> _TASK 1_
From the article on donated breast milk, return the passage that begins at the words "Lauren Roberts and" and stops after "for the milk.", copied exactly.
> _TASK 2_
Translate this sentence from the article on donated breast milk into Spanish: "Lauren and Rebecca said that they never paid for the milk."
> _TASK 3_
Answer these questions using the article on donated breast milk.
(a) What word did Dr Sarah Steele use to describe what the mums were doing?
(b) On which program did the two mums appear with their babies?
(c) What did Eamonn point out about the babies?

> _DOCUMENT EXCERPT_

A doctor has condemned mums who revealed that they were feeding their babies a stranger's breast milk.
Lauren Roberts and Rebecca Poole said that they would rather turn to unknown donors rather than give their children formula milk.
However Public Health researcher Dr Sarah Steele claimed that what they were doing was "dangerous" and could result in making their babies seriously ill. She even said that their actions could even result in death.
The two mums appeared with their babies on This Morning today as they spoke about their decision to find women who were willing to donate their own breast milk. They both insisted that they met up with the women in person before taking their milk. Lauren and Rebecca said that they never paid for the milk.
A concerned Ruth Langsford asked: "Is that safe? Did that not worry you?"
But Lauren replied: "I chose it because I get to meet the mums that are donating it."
She had struggled to breast feed, despite thinking it would come naturally, and added: "I don't drink cow's milk myself so I wouldn't give it to him."
Eamonn was quick to point out that the babies were too young to have cow's milk anyway.
Meanwhile Rebecca said that she hadn't known the 'issue' with formula milk with her first child, who she found was "intolerant" and "didn't thrive".

> _SOURCE DATA_
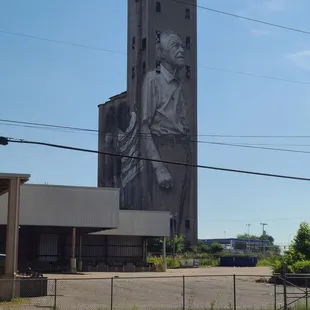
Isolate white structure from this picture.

> _ANSWER SECTION 1_
Lauren Roberts and Rebecca Poole said that they would rather turn to unknown donors rather than give their children formula milk.
However Public Health researcher Dr Sarah Steele claimed that what they were doing was "dangerous" and could result in making their babies seriously ill. She even said that their actions could even result in death.
The two mums appeared with their babies on This Morning today as they spoke about their decision to find women who were willing to donate their own breast milk. They both insisted that they met up with the women in person before taking their milk. Lauren and Rebecca said that they never paid for the milk.

> _ANSWER SECTION 2_
Lauren y Rebecca dijeron que nunca pagaron por la leche.

> _ANSWER SECTION 3_
(a) "Dangerous."
(b) This Morning.
(c) They were too young to have cow's milk anyway.